Region segmentation data
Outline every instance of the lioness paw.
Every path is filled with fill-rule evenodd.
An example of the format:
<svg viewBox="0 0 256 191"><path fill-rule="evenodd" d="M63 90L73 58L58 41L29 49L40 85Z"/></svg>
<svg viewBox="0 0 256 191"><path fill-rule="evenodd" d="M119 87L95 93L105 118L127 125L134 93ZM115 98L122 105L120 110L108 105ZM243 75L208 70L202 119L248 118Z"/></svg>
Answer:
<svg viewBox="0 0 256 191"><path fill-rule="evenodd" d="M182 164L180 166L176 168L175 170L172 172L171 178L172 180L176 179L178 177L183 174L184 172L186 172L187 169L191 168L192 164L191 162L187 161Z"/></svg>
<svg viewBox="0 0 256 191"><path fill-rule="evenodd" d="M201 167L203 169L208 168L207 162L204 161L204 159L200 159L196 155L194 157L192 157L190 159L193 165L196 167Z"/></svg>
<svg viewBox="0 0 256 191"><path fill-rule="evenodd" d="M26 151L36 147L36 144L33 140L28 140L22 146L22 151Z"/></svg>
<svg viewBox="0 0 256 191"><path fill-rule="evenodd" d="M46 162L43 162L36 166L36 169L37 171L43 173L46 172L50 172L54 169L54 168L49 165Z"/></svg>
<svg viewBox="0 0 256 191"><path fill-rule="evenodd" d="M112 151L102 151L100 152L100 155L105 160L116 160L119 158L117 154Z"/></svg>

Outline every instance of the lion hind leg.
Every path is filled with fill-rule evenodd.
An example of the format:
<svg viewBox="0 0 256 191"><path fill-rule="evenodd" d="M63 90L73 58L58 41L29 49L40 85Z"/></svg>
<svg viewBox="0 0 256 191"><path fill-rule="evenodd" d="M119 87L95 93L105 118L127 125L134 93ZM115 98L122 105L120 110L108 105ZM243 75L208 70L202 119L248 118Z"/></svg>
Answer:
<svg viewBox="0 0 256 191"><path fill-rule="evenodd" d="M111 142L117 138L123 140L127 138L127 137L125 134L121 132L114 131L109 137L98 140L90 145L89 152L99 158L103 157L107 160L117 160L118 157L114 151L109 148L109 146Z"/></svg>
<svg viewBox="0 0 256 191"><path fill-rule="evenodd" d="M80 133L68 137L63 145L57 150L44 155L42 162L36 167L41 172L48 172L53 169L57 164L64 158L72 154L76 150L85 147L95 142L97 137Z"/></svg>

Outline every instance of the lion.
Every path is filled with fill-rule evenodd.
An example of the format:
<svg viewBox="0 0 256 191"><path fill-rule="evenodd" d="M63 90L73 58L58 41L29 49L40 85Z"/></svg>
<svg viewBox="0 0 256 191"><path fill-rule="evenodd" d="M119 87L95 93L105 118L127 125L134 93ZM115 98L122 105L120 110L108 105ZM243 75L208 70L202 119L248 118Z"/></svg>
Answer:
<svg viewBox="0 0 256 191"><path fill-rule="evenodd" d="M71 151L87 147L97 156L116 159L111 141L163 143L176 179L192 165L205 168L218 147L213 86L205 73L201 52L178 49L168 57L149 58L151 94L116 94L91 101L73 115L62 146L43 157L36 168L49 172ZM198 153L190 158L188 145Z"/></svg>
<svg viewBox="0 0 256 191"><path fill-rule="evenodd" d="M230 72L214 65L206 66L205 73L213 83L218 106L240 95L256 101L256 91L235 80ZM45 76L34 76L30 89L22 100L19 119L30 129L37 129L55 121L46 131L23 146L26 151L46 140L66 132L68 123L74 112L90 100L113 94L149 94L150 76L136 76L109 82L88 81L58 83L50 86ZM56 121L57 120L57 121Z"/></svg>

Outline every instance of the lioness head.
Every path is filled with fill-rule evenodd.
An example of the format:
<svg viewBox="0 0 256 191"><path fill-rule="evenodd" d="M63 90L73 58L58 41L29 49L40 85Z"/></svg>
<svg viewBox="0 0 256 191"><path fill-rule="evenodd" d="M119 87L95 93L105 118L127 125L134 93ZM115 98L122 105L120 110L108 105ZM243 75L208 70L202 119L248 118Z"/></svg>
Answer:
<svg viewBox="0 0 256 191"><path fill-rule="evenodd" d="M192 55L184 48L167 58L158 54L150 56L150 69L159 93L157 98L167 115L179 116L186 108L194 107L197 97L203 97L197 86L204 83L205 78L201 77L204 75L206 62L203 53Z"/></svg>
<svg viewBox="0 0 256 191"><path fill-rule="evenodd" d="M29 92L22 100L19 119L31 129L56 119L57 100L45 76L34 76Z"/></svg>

◆ Written task: Print the lines of all the items above again, unchanged.

◆ Correct response:
Outline every instance of the lioness paw.
Every path is filled with fill-rule evenodd.
An example of the format:
<svg viewBox="0 0 256 191"><path fill-rule="evenodd" d="M63 90L73 58L58 41L29 49L40 85Z"/></svg>
<svg viewBox="0 0 256 191"><path fill-rule="evenodd" d="M119 87L95 93L105 118L127 125L134 93ZM115 98L122 105L120 110L108 105ZM243 75L208 70L202 119L248 118Z"/></svg>
Answer:
<svg viewBox="0 0 256 191"><path fill-rule="evenodd" d="M182 164L180 166L176 168L175 170L172 172L171 178L172 180L176 179L178 177L183 174L184 172L186 172L187 169L191 168L192 164L191 162L187 161Z"/></svg>
<svg viewBox="0 0 256 191"><path fill-rule="evenodd" d="M201 167L203 169L208 168L207 162L204 161L204 159L200 159L196 155L194 157L192 157L190 159L193 165L196 167Z"/></svg>
<svg viewBox="0 0 256 191"><path fill-rule="evenodd" d="M26 151L36 147L36 144L33 140L28 140L22 146L22 151Z"/></svg>
<svg viewBox="0 0 256 191"><path fill-rule="evenodd" d="M46 162L43 162L36 166L36 169L37 171L43 173L46 172L50 172L54 169L54 168L49 165Z"/></svg>
<svg viewBox="0 0 256 191"><path fill-rule="evenodd" d="M112 151L102 151L100 152L100 155L105 160L116 160L119 158L117 154Z"/></svg>

Outline every instance of the lion hind leg.
Every path is filled with fill-rule evenodd.
An example of the format:
<svg viewBox="0 0 256 191"><path fill-rule="evenodd" d="M63 90L73 58L58 41L29 49L40 85Z"/></svg>
<svg viewBox="0 0 256 191"><path fill-rule="evenodd" d="M119 87L95 93L105 118L127 125L134 93ZM115 98L122 105L120 110L108 105ZM243 75L208 70L202 119L248 118Z"/></svg>
Answer:
<svg viewBox="0 0 256 191"><path fill-rule="evenodd" d="M111 142L117 138L123 140L127 138L127 137L125 134L121 132L114 131L109 137L98 140L90 145L89 152L99 158L103 157L107 160L117 160L118 157L114 151L109 148L109 146Z"/></svg>
<svg viewBox="0 0 256 191"><path fill-rule="evenodd" d="M80 133L68 137L63 145L57 150L44 155L42 162L36 167L41 172L48 172L53 169L57 164L64 158L72 154L76 150L85 147L95 142L97 137Z"/></svg>

Outline every instance of the lion.
Every path is filled with fill-rule evenodd.
An example of the format:
<svg viewBox="0 0 256 191"><path fill-rule="evenodd" d="M63 90L73 58L58 41L29 49L40 85Z"/></svg>
<svg viewBox="0 0 256 191"><path fill-rule="evenodd" d="M119 87L95 93L105 118L127 125L134 93ZM115 98L122 105L120 110L108 105ZM243 75L208 70L202 119L248 118Z"/></svg>
Answer:
<svg viewBox="0 0 256 191"><path fill-rule="evenodd" d="M71 151L87 147L97 156L116 159L111 141L163 143L176 179L192 165L205 168L218 147L213 86L205 73L201 52L178 49L168 57L149 58L151 94L116 94L91 101L73 115L62 146L43 157L36 168L49 172ZM198 153L190 158L188 145Z"/></svg>
<svg viewBox="0 0 256 191"><path fill-rule="evenodd" d="M230 72L214 65L206 66L205 73L213 83L218 106L240 95L256 101L256 91L235 80ZM45 76L34 76L30 89L22 100L19 119L30 129L37 129L55 121L46 131L23 146L26 151L46 140L66 132L68 123L74 112L90 100L113 94L149 94L150 76L136 76L109 82L88 81L58 83L50 86ZM56 121L57 120L57 121Z"/></svg>

Outline every instance of the lioness head.
Every path is filled with fill-rule evenodd.
An example of the format:
<svg viewBox="0 0 256 191"><path fill-rule="evenodd" d="M63 90L73 58L58 41L29 49L40 85Z"/></svg>
<svg viewBox="0 0 256 191"><path fill-rule="evenodd" d="M119 87L95 93L105 118L127 125L134 93ZM115 98L122 105L120 110L108 105ZM243 75L208 70L202 119L248 118Z"/></svg>
Answer:
<svg viewBox="0 0 256 191"><path fill-rule="evenodd" d="M192 55L184 48L167 58L158 54L150 56L150 69L159 93L157 98L167 115L179 116L186 108L194 107L197 97L203 97L197 86L204 83L205 78L201 77L204 75L206 62L203 53Z"/></svg>
<svg viewBox="0 0 256 191"><path fill-rule="evenodd" d="M29 92L22 100L19 119L31 129L56 119L57 100L45 76L34 76Z"/></svg>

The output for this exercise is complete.